#### Required action 1:
Summarize the article on Minnesota's timber cord quotas in two sentences.
#### Required action 2:
For each statement, state whether it agrees with the article on Minnesota's timber cord quotas, answering yes or no and quoting the deciding words. (a) In 2021, FWS held up a grant for Minnesota's Wildlife Management Areas. (b) DNR placed decision-making on many conservation matters with wildlife biologists rather than foresters. (c) FWS has already made its final decision on whether to continue withholding the funding.

#### Excerpt provided:
○ ○ ○ ○ ○ ○ ○

Minnesota Should Axe Its Timber Cord Quotas
Millions in Federal Conservation Aid Withheld Due to DNR Clearcutting
Washington, DC — The State of Minnesota may forfeit millions of dollars of federal grants if it does not stop clearcutting sensitive wildlife habitats, according to Public Employees for Environmental Responsibility (PEER). The U.S. Fish & Wildlife Service (FWS) has temporarily withheld significant conservation funding for the Minnesota Department of Natural Resources (DNR) over the latter’s imposition of “timber cord quotas” that impose logging targets regardless of the impacts on wildlife and habitats.
In 2021, FWS held up a two-year $26.4 million grant for Minnesota’s Wildlife Management Areas because DNR had ignored adverse impacts on wildlife in executing its logging quotas. In addition, DNR had placed decision-making on many conservation matters in the hands of foresters and not wildlife biologists. A final decision on whether FWS continues sequestration of this funding is imminent.
“U.S. taxpayers should not be subsidizing Minnesota’s backward and destructive logging practices,” declared Tim Whitehouse, a former U.S. Environmental Protection Agency enforcement attorney. “We are urging the U.S. Fish & Wildlife Service to hold its ground and rescind any grant approvals that violate federal regulations.”

○ ○ ○ ○ ○ ○ ○

#### Record set:
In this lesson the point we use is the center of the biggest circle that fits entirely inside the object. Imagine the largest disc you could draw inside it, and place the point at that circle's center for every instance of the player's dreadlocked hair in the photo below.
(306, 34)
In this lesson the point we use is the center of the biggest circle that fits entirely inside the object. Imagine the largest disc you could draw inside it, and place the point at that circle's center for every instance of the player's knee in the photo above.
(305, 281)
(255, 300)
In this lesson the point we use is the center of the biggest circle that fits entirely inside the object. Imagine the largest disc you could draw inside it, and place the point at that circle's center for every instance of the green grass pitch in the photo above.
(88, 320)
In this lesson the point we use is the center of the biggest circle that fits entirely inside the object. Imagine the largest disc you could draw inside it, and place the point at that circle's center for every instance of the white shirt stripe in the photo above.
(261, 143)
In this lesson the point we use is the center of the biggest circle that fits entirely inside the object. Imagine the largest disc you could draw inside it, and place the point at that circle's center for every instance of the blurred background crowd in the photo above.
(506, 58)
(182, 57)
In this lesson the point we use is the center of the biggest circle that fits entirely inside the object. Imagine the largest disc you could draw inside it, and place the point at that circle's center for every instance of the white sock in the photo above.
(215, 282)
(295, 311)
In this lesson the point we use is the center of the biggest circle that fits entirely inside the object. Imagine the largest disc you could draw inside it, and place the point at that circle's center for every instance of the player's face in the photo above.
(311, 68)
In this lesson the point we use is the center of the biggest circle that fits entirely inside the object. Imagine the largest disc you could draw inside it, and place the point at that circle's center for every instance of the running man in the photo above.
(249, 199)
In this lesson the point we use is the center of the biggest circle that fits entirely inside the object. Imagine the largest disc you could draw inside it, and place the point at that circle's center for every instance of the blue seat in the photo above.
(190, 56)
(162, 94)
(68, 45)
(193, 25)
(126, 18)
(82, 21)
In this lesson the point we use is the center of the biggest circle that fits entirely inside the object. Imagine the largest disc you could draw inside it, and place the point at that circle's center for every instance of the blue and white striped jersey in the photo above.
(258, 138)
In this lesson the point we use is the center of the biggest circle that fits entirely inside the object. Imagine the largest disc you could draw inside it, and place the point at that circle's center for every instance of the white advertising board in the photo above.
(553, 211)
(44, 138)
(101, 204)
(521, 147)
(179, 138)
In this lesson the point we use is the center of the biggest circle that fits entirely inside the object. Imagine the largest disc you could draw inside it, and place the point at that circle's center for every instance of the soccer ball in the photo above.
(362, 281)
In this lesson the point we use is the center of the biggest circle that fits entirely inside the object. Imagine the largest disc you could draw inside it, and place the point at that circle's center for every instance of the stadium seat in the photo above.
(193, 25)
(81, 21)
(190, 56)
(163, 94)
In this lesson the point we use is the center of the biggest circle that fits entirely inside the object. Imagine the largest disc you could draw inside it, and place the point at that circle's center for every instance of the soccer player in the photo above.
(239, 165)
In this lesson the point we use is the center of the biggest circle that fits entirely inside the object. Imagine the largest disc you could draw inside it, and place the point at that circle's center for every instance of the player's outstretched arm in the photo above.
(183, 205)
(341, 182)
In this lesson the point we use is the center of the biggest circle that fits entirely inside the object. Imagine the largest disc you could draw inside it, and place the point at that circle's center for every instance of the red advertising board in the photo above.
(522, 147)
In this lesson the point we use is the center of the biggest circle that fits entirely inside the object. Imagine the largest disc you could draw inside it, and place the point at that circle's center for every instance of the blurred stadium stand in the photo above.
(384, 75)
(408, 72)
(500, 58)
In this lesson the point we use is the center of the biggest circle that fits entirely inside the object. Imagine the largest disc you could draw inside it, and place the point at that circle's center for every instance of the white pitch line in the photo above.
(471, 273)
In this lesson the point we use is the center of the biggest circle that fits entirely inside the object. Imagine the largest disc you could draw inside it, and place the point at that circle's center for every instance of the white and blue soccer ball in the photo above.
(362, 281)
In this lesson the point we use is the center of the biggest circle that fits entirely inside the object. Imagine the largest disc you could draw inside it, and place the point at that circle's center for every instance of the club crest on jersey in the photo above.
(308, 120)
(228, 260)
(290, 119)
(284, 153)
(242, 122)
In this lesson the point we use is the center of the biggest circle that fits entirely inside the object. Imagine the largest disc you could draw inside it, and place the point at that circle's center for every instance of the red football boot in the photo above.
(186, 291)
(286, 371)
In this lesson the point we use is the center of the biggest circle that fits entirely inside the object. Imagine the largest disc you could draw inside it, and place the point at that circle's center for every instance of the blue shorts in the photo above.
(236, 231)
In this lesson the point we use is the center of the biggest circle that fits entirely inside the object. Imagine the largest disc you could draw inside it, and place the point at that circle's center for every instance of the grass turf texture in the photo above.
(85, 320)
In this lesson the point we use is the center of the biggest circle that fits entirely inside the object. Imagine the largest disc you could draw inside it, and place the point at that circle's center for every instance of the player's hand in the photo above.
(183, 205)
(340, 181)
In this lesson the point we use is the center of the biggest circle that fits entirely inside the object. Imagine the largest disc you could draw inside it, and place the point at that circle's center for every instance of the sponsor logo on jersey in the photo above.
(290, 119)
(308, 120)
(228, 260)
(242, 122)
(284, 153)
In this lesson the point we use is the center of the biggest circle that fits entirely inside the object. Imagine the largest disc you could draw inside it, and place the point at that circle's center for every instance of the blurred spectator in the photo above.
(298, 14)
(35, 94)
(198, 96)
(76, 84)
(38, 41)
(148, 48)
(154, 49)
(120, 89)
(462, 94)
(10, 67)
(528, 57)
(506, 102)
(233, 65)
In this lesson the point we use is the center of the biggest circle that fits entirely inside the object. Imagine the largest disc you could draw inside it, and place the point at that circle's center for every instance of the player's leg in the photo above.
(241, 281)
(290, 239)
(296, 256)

○ ○ ○ ○ ○ ○ ○

#### Written reply 1:
The U.S. Fish & Wildlife Service has temporarily withheld significant conservation funding from the Minnesota Department of Natural Resources over timber cord quotas that impose logging targets regardless of the impacts on wildlife and habitats, including a two-year $26.4 million grant for Wildlife Management Areas that it held up in 2021. Tim Whitehouse, a former U.S. Environmental Protection Agency enforcement attorney, urged the agency to hold its ground and rescind any grant approvals that violate federal regulations.

#### Written reply 2:
(a) Yes: "In 2021, FWS held up a two-year $26.4 million grant for Minnesota’s Wildlife Management Areas"
(b) No: "DNR had placed decision-making on many conservation matters in the hands of foresters and not wildlife biologists"
(c) No: "A final decision on whether FWS continues sequestration of this funding is imminent."